FTC Issues New Policy Statement on “Rigorous Enforcement” Against Unfair Methods of Competition
Client Alert | 8 min read | 11.15.22
One of the longest running controversies in antitrust enforcement policy concerns the breadth of the Federal Trade Commission’s authority to define and prohibit “unfair methods of competition” under Section 5 of the FTC Act. In April of this year, the new Commission majority withdrew the brief Statement of Enforcement Principles issued in 2015, asserting that the earlier Statement imposed unwarranted constraints on the Commission’s authority and promising new guidance. That guidance was issued last week and portends a significantly more expansive approach to FTC antitrust enforcement on a wide range of conduct, including exclusive contracts, refusals to deal, bundling, price discrimination, and serial acquisitions.
The new Policy Statement is an effort by the Biden FTC to give notice to the business community of its intentions with respect to both its enforcement and asserted rulemaking authority, and will likely serve as the foundation of the Commission’s policy agenda going forward. It reaffirms the uncontroversial proposition that “unfair methods of competition” extends beyond the boundaries of the Sherman and Clayton Acts, but has stirred controversy in its approach to defining exactly how far beyond. As is more fully explained below, it defines unfair methods of competition broadly, seeks to reduce the FTC’s burden of proving offenses under Section 5, and limits the opportunities for parties to justify their conduct. The test of this new guidance, however, will come when the Commission chooses to use these principles to bring individual enforcement actions or to promulgate competition rules.
Background
Section 5(a) of the FTC Act, 15 U.S.C. § 45(a)(1), prohibits “unfair methods of competition” and empowers the agency to pursue a cease and desist order through an administrative proceeding or seek an injunction in federal district court. The statute, however, does not define “unfair methods of competition,” which has led to debate regarding the scope and extent of that authority. In 2015, the FTC approved on a bipartisan basis a “Statement of Enforcement Principles,” which provided a framework for how the agency enforces this provision. According to that statement, the FTC would decide whether to bring an action for a Section 5 violation using a burden-shifting framework similar to the “rule of reason” analysis that courts apply when evaluating most claims under the Sherman and Clayton Acts. Under this framework, the action at issue must “cause, or be likely to cause, harm to competition or the competitive process, taking into account any associated cognizable efficiencies and business justifications.”

**Supplied records:**
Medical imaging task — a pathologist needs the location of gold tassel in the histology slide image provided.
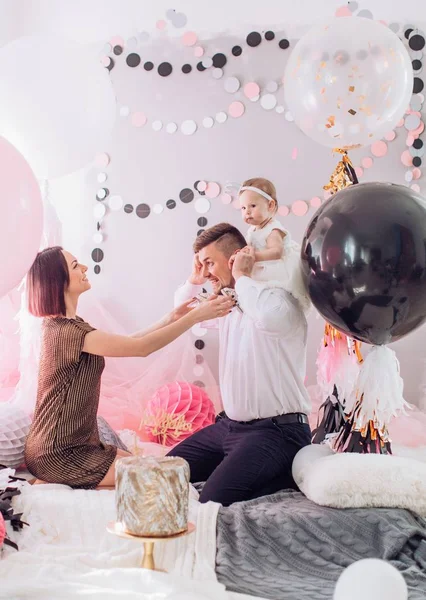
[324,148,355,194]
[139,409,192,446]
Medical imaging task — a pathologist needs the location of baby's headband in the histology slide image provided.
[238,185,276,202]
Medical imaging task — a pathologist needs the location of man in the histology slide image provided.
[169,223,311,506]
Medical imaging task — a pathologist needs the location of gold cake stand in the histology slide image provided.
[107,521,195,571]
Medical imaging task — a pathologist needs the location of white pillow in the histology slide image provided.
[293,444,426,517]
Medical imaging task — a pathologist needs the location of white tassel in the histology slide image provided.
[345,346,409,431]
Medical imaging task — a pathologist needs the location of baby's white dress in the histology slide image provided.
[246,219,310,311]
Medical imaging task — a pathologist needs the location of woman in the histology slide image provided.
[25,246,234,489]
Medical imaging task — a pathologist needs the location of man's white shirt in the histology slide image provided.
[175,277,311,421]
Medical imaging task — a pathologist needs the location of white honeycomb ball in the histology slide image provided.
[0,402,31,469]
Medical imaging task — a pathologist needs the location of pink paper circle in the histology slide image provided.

**Exercise aim:** In the alert on the FTC policy statement, copy the passage from "The new Policy" to "promulgate competition rules.", swapping "business community" for "private sector".

**Answer for this exercise:**
The new Policy Statement is an effort by the Biden FTC to give notice to the private sector of its intentions with respect to both its enforcement and asserted rulemaking authority, and will likely serve as the foundation of the Commission’s policy agenda going forward. It reaffirms the uncontroversial proposition that “unfair methods of competition” extends beyond the boundaries of the Sherman and Clayton Acts, but has stirred controversy in its approach to defining exactly how far beyond. As is more fully explained below, it defines unfair methods of competition broadly, seeks to reduce the FTC’s burden of proving offenses under Section 5, and limits the opportunities for parties to justify their conduct. The test of this new guidance, however, will come when the Commission chooses to use these principles to bring individual enforcement actions or to promulgate competition rules.